### What this task involves
Exactly the lines from the one containing "Q: For each instance of the distant skyline" through the end of the data below are to be reproduced, and nothing besides them.

** start of Exercise materials **

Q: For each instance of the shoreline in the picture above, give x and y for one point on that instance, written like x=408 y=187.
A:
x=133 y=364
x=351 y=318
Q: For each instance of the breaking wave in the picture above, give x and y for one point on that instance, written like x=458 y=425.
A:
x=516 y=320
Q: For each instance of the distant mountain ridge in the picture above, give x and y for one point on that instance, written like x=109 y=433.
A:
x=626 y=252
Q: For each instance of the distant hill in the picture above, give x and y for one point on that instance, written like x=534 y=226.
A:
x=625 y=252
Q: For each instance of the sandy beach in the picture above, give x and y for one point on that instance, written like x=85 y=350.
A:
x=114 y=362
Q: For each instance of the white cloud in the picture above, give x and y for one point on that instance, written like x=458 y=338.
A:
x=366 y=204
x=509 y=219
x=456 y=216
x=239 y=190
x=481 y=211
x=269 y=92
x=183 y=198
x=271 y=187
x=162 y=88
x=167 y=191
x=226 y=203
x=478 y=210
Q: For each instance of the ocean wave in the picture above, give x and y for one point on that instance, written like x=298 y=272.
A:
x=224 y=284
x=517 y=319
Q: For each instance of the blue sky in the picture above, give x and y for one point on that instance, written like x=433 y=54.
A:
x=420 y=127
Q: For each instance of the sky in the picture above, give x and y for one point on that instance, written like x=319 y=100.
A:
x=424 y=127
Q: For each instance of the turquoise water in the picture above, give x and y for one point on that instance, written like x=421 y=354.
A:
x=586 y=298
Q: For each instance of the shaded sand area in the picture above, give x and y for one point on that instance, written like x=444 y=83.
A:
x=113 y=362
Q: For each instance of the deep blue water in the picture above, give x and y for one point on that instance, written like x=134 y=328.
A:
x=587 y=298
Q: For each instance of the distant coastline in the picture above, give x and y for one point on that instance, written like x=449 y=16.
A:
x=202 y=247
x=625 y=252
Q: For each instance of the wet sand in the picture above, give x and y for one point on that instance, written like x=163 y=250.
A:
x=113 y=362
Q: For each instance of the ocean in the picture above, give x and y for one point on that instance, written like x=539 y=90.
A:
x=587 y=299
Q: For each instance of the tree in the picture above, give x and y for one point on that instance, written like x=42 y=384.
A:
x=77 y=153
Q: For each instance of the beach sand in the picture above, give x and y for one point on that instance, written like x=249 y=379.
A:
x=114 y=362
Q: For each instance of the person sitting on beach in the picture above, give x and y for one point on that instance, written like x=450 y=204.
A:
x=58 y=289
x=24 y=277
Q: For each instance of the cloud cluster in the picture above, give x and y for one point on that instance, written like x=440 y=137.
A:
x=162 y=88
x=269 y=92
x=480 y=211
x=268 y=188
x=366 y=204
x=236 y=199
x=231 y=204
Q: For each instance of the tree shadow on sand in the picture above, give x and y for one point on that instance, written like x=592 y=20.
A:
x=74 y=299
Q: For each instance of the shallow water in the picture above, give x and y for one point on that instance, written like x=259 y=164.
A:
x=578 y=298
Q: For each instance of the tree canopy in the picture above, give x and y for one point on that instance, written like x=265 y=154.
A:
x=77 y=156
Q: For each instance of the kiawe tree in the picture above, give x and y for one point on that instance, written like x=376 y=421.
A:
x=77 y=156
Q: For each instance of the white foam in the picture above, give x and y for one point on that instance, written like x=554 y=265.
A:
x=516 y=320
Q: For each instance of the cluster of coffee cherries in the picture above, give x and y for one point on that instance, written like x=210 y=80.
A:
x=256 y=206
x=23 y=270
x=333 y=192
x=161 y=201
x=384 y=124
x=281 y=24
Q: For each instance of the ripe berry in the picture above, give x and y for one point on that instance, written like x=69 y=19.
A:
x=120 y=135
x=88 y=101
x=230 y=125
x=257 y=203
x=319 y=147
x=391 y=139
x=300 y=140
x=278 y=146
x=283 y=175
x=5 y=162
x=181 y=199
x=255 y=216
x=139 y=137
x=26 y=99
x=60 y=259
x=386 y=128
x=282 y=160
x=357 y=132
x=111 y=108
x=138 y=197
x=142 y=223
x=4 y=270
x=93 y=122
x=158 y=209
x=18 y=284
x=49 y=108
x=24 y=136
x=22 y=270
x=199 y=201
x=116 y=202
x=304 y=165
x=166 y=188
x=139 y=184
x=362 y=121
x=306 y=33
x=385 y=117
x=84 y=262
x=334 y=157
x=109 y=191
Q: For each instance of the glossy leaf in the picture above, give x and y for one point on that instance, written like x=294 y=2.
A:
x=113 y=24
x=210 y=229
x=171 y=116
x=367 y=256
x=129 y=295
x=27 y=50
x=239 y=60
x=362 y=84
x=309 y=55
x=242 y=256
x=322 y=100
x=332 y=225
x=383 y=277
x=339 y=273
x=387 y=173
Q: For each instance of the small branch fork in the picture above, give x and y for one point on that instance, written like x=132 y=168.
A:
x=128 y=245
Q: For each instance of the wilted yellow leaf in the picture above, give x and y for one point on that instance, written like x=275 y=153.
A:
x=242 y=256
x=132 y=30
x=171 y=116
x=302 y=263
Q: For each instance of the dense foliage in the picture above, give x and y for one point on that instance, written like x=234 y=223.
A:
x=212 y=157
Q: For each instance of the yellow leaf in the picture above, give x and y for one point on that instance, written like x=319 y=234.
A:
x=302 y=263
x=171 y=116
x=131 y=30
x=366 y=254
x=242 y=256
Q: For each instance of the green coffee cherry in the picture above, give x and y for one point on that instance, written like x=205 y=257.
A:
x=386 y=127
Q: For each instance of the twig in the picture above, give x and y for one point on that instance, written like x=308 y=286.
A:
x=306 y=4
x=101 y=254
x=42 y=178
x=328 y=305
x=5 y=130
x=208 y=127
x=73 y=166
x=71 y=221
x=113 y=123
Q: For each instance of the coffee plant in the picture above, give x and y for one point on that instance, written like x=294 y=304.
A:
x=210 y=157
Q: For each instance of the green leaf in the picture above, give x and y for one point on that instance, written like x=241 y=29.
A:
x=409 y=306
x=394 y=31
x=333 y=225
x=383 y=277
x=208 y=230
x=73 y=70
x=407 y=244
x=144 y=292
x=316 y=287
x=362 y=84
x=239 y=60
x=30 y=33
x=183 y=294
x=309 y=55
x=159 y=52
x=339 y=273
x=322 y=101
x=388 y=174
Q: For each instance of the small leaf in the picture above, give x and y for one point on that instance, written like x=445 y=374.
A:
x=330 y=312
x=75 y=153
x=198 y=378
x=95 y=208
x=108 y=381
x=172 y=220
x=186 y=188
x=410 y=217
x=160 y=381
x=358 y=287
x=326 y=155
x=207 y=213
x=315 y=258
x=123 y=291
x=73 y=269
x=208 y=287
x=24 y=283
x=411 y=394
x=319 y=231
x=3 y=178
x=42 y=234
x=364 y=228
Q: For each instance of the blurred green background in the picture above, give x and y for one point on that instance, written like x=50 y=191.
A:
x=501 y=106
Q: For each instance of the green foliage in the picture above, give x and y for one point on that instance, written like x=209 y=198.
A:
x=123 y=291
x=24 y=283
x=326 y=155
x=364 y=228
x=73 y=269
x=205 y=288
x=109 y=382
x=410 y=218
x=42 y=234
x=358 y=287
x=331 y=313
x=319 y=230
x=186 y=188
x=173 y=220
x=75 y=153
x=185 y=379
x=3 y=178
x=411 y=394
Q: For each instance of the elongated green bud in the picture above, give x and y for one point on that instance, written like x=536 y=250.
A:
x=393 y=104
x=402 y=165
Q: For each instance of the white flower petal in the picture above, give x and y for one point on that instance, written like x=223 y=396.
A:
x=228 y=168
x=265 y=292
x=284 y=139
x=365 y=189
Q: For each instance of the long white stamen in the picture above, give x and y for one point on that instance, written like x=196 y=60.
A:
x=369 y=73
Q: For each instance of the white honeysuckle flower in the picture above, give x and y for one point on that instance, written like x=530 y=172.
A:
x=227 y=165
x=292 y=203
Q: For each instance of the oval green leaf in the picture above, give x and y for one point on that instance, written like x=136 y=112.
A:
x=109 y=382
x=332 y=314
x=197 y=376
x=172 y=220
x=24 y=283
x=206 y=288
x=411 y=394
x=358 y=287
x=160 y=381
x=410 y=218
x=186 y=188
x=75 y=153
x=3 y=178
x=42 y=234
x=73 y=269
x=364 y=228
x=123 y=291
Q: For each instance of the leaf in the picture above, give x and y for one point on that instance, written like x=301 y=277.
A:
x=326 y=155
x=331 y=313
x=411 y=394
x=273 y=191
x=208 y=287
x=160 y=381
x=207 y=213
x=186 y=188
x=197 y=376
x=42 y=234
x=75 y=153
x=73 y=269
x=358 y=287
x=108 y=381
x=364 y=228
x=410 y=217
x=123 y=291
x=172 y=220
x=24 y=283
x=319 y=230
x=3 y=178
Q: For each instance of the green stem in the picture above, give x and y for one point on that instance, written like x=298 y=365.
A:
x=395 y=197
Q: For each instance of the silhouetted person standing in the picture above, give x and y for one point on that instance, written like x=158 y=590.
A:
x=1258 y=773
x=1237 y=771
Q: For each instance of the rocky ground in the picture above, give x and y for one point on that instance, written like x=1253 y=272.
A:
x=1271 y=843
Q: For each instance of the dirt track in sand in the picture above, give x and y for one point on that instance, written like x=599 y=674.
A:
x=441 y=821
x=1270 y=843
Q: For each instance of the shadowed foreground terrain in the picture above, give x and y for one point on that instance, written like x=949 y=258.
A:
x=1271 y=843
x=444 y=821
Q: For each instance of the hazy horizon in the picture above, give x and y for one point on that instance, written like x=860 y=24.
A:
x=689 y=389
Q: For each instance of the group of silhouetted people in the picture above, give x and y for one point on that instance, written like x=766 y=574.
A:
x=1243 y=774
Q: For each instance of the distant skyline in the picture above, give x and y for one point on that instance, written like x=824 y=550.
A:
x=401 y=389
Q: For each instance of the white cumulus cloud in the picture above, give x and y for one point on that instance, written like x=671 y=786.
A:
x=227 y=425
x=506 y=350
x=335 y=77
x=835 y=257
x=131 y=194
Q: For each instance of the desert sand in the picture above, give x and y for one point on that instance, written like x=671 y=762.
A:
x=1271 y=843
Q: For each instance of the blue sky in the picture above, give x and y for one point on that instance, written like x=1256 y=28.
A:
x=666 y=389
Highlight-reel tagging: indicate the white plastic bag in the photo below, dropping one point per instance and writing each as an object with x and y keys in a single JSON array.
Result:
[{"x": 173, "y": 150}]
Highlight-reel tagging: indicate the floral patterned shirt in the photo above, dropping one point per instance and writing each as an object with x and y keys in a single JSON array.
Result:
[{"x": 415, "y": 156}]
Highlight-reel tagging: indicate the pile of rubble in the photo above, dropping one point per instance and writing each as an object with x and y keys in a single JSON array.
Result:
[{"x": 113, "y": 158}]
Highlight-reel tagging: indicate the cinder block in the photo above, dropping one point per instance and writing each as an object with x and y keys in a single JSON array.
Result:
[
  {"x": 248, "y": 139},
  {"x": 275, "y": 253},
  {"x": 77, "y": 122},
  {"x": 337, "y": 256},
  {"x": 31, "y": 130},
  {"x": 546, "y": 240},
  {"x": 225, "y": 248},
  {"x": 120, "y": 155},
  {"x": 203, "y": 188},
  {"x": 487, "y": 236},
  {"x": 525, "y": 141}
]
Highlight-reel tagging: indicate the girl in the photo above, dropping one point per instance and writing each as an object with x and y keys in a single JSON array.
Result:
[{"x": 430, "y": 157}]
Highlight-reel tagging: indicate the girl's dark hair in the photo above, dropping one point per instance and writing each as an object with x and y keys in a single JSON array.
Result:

** end of Exercise materials **

### Result for this exercise
Q: For each instance of the distant skyline in the picture above, give x and y for one point on that instance, written like x=824 y=550.
A:
x=401 y=389
Q: For each instance of the white cumulus cloud in the picture above, give x and y for one point on that instance, written like x=671 y=786.
A:
x=227 y=425
x=506 y=350
x=335 y=77
x=835 y=257
x=131 y=194
Q: For each instance of the desert sand in the picture above, give x and y for one point on that instance, written like x=671 y=762.
A:
x=1271 y=843
Q: For each instance of the blue sky in the picture above, give x and y for one point on that instance, written like x=1256 y=28.
A:
x=666 y=389
Highlight-reel tagging: indicate the white plastic bag in the photo below, dropping one point per instance and writing each as an object with x and y keys in a single JSON array.
Result:
[{"x": 173, "y": 150}]
Highlight-reel tagging: indicate the floral patterned shirt in the photo above, dropping one point per instance and writing each as an object with x and y keys in a single JSON array.
Result:
[{"x": 415, "y": 156}]
Highlight-reel tagging: indicate the pile of rubble in the photo above, dropping one point per instance and writing each as an object with x and y keys in a single JSON array.
Result:
[{"x": 113, "y": 158}]
Highlight-reel tagging: indicate the cinder block in the photo above, dropping one point per instance and writing each as an object with x and y keys in a single JSON array.
Result:
[
  {"x": 248, "y": 139},
  {"x": 275, "y": 253},
  {"x": 77, "y": 122},
  {"x": 337, "y": 256},
  {"x": 31, "y": 130},
  {"x": 546, "y": 240},
  {"x": 225, "y": 248},
  {"x": 120, "y": 155},
  {"x": 203, "y": 188},
  {"x": 487, "y": 236},
  {"x": 525, "y": 141}
]
Highlight-reel tagging: indicate the girl in the photo above, dropping one point per instance and writing each as an object with x and y keys in a single JSON array.
Result:
[{"x": 430, "y": 157}]
Highlight-reel tagging: indicate the girl's dark hair in the photo above, dropping one point per instance and writing each as an object with x and y keys in a single JSON array.
Result:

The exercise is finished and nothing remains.